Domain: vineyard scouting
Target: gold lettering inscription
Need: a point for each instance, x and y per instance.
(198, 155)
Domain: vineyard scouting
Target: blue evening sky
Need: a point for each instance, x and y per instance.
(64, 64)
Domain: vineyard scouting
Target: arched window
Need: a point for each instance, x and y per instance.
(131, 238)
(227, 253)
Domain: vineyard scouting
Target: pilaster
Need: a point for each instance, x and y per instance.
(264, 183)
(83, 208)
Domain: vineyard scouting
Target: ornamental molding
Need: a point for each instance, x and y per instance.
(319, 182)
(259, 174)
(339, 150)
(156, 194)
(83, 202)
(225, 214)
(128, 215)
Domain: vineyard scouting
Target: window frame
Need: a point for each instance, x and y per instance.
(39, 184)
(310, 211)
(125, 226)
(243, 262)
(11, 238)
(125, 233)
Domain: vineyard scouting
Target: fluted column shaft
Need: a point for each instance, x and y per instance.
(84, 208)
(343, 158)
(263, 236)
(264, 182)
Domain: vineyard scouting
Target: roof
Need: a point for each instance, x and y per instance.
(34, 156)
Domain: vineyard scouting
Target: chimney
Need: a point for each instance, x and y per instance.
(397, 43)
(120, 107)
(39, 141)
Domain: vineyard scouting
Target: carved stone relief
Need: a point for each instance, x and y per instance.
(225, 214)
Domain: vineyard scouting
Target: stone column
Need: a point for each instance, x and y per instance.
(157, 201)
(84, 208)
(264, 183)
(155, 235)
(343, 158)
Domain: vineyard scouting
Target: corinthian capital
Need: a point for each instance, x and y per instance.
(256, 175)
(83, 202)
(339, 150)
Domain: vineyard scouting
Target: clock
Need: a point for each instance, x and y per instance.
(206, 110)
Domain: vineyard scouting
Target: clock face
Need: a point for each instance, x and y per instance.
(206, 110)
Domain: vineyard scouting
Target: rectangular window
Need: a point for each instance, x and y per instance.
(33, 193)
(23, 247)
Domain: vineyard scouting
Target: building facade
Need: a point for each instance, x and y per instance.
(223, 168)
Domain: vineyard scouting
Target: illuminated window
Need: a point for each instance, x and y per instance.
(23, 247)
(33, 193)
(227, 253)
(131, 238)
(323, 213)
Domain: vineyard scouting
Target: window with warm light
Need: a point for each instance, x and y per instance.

• • • • •

* Task prompt
Print the material once more. Change nothing.

* Output of the exercise
Domain: vineyard scouting
Target: gold lettering inscription
Need: a point for each instance, x and y per instance.
(198, 155)
Domain: vineyard scouting
Target: blue evening sky
Need: a point for each instance, x and y per instance.
(64, 64)
Domain: vineyard scouting
Target: arched window
Need: a point for each instance, x and y per instance.
(131, 238)
(227, 253)
Domain: vineyard scouting
Target: pilaster
Need: a point for each instance, x and y per instance.
(264, 183)
(83, 208)
Domain: vineyard scouting
Target: ornamental molding
Need: a point for each instance, x and y per instance.
(319, 182)
(259, 174)
(339, 150)
(156, 194)
(83, 202)
(225, 214)
(128, 215)
Domain: vineyard scouting
Target: window frame
Need: a point for each instance, x and y per instance.
(39, 184)
(310, 211)
(125, 226)
(243, 262)
(11, 238)
(125, 233)
Domain: vineyard scouting
Target: fluted column shaft
Need: a point for each instance, x and y per instance.
(84, 208)
(343, 158)
(263, 236)
(264, 182)
Domain: vineyard scouting
Target: roof
Need: a point for each instance, x and y per instance.
(34, 156)
Domain: vineyard scouting
Target: chimney
Need: a point for each instance, x and y per instance.
(397, 43)
(120, 107)
(39, 141)
Domain: vineyard scouting
Target: carved stone relief
Need: a point for each instance, x and y per instance.
(225, 214)
Domain: vineyard scouting
Target: stone column
Need: a point for each instance, x and y per instance.
(157, 201)
(84, 208)
(264, 183)
(155, 235)
(343, 158)
Domain: vineyard scouting
Target: corinthian capital
Need: a point for each instance, x and y per instance.
(256, 175)
(83, 202)
(339, 150)
Domain: vineyard scouting
Target: clock
Need: a point for each instance, x and y per instance.
(206, 110)
Domain: vineyard scouting
Target: clock face
Need: a point for each instance, x and y per instance.
(206, 110)
Domain: vineyard scouting
Target: rectangular window
Need: a point for each instance, x and y per instance.
(33, 193)
(23, 247)
Domain: vineyard scouting
Target: building facade
Need: a point for each instance, x and y per instance.
(223, 168)
Domain: vineyard scouting
Target: illuminated window
Need: a point for each instance, x and y per instance.
(23, 247)
(33, 193)
(227, 253)
(131, 238)
(323, 213)
Domain: vineyard scouting
Target: window with warm light
Need: a point for each instance, x and y per instance.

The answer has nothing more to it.